◆ Exercise aim
Count how many lines of the listing below contain the string "stage", treating uppercase and lowercase as different. Reply with that number alone.

◆ Data entries
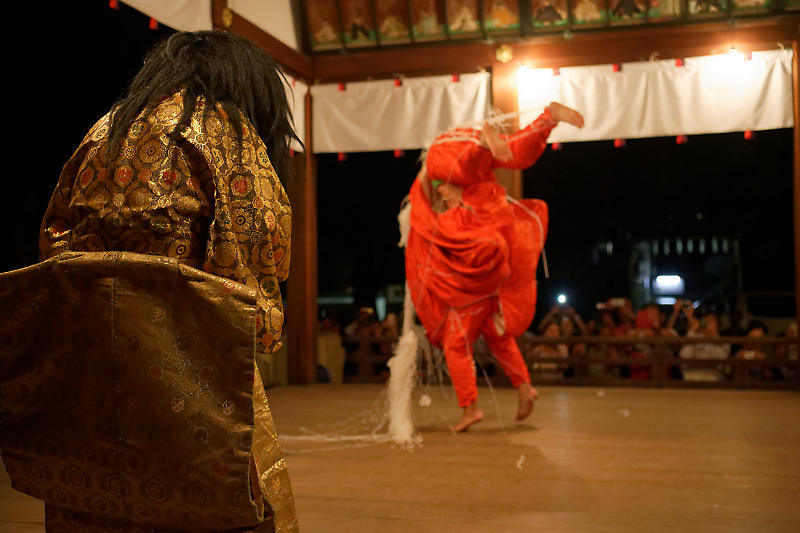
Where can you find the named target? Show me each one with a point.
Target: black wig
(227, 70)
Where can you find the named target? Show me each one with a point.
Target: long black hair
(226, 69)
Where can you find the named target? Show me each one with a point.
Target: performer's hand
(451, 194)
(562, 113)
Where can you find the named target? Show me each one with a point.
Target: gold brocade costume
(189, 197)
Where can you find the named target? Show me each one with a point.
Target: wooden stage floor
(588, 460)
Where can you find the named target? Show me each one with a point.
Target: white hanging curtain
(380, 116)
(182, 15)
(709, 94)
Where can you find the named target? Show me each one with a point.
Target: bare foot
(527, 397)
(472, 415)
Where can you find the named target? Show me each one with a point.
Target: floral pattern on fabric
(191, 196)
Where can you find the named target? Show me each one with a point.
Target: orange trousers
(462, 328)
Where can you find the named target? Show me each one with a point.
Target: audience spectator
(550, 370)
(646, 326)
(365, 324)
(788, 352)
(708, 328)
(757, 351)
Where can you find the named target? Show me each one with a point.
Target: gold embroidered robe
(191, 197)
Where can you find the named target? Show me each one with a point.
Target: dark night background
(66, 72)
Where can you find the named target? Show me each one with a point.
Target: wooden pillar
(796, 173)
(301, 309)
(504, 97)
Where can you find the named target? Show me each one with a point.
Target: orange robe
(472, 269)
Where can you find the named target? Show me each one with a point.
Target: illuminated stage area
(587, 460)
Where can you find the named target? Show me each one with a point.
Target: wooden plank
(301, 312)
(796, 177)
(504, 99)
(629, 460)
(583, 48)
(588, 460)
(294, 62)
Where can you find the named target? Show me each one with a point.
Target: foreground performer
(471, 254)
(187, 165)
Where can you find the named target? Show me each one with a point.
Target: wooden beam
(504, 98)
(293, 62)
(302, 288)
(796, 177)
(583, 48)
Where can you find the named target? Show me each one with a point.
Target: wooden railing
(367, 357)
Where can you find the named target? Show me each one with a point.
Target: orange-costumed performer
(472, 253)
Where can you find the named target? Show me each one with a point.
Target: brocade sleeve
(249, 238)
--
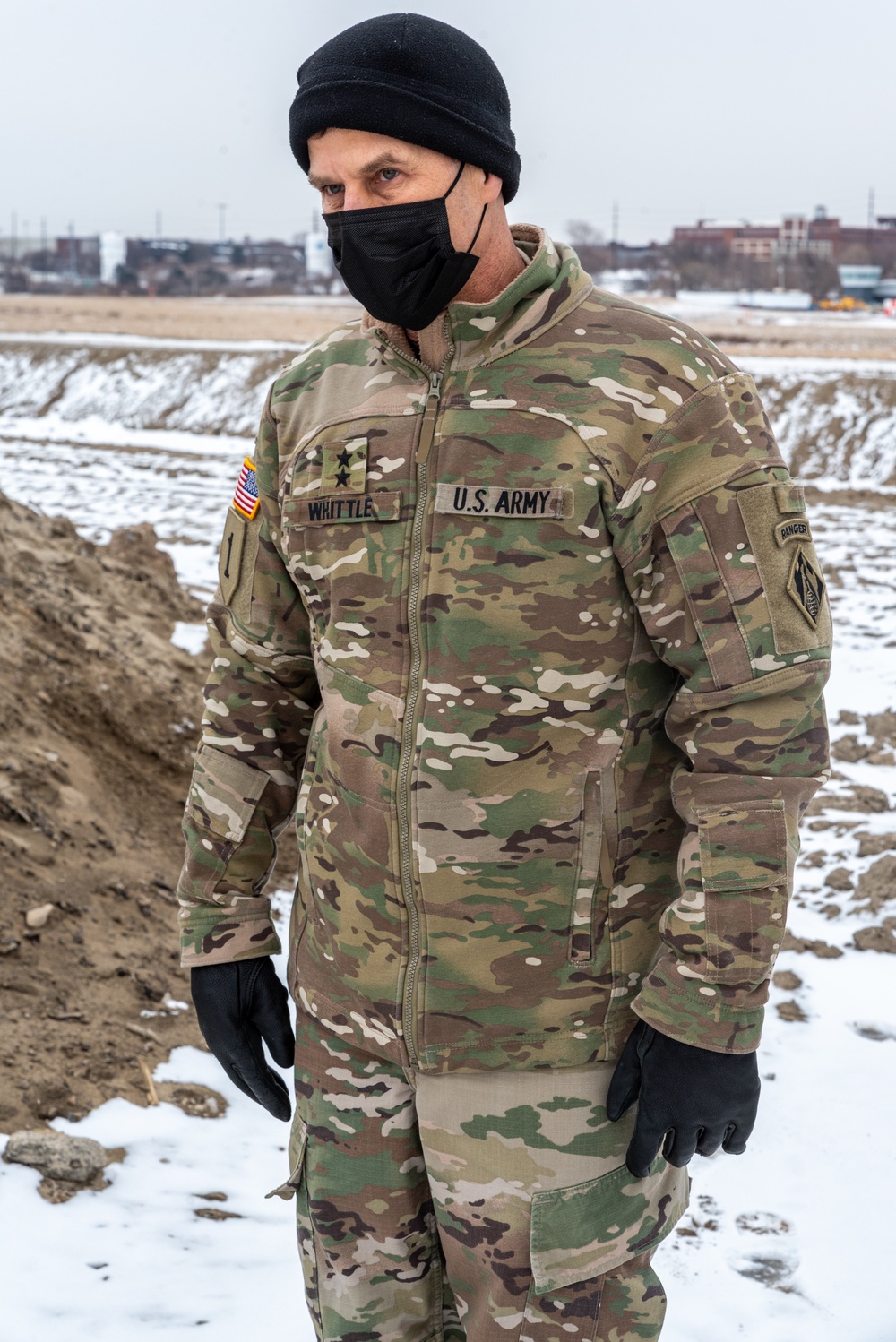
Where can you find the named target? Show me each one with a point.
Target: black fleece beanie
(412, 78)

◆ Task response
2